> **Instruction**
Repeat the records word for word, starting at the very beginning and ending at the line that contains "column 148, row 25", with both ends included. Leave the pictures out of your answer.

> **Exercise data**
* * * * * * * * *

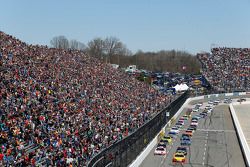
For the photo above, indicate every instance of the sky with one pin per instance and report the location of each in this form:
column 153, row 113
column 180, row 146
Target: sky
column 148, row 25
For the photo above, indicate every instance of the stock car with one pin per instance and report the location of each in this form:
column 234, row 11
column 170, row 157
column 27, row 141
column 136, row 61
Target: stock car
column 185, row 117
column 203, row 114
column 210, row 102
column 189, row 133
column 208, row 107
column 160, row 151
column 182, row 149
column 198, row 116
column 174, row 130
column 162, row 144
column 216, row 102
column 179, row 158
column 181, row 122
column 227, row 100
column 186, row 141
column 168, row 139
column 241, row 100
column 194, row 122
column 209, row 110
column 195, row 109
column 193, row 126
column 199, row 104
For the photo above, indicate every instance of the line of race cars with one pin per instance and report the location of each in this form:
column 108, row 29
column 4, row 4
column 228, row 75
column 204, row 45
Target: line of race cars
column 185, row 134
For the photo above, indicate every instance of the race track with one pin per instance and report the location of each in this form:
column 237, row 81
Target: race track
column 214, row 143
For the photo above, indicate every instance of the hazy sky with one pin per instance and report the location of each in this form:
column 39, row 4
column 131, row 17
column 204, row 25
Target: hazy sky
column 149, row 25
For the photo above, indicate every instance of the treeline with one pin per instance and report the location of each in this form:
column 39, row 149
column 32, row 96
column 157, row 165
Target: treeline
column 112, row 50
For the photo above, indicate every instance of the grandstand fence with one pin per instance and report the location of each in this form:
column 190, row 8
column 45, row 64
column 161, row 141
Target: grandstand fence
column 123, row 152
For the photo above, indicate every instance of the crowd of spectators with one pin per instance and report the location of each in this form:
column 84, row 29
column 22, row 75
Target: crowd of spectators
column 227, row 69
column 60, row 108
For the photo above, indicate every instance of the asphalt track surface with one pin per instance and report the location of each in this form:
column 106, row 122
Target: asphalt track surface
column 214, row 143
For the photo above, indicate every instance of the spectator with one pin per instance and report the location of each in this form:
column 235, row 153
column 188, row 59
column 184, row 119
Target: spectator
column 61, row 107
column 227, row 69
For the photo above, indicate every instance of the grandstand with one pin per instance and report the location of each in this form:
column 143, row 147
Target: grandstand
column 61, row 107
column 227, row 69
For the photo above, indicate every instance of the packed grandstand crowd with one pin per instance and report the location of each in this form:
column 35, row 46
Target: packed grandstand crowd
column 227, row 69
column 61, row 107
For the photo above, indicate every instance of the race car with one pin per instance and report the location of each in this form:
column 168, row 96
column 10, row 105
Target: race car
column 185, row 117
column 168, row 139
column 194, row 122
column 162, row 144
column 186, row 141
column 182, row 150
column 179, row 158
column 181, row 122
column 174, row 130
column 195, row 109
column 209, row 110
column 160, row 151
column 193, row 127
column 189, row 133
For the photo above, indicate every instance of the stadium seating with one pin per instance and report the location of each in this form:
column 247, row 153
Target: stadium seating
column 227, row 69
column 61, row 107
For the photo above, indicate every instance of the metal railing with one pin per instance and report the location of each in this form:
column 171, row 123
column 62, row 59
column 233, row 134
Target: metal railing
column 123, row 152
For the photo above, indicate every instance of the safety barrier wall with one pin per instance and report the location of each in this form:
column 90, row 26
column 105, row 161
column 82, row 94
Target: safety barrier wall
column 151, row 145
column 134, row 149
column 146, row 151
column 240, row 134
column 125, row 151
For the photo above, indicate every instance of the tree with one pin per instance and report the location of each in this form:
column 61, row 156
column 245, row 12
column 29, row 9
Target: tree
column 76, row 45
column 60, row 42
column 96, row 47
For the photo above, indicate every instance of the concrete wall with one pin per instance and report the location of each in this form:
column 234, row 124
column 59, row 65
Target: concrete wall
column 151, row 145
column 243, row 143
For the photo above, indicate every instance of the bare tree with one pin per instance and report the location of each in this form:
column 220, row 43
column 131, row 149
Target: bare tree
column 73, row 44
column 76, row 45
column 60, row 42
column 96, row 47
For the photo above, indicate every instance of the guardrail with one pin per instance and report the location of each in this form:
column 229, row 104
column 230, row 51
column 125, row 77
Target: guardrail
column 151, row 145
column 243, row 143
column 125, row 151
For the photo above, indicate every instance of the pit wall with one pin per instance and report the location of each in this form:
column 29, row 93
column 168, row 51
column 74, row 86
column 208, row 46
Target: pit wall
column 151, row 145
column 242, row 140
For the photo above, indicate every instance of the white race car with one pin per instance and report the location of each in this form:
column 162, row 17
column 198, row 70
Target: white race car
column 160, row 151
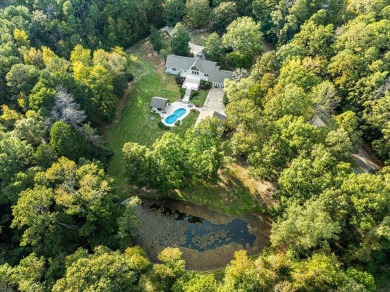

* * * * * * * * *

> **Response**
For the photo above, indicate every instance of the sky with one pin per instance and report the location of each in this form:
column 153, row 113
column 180, row 146
Target: sky
column 148, row 25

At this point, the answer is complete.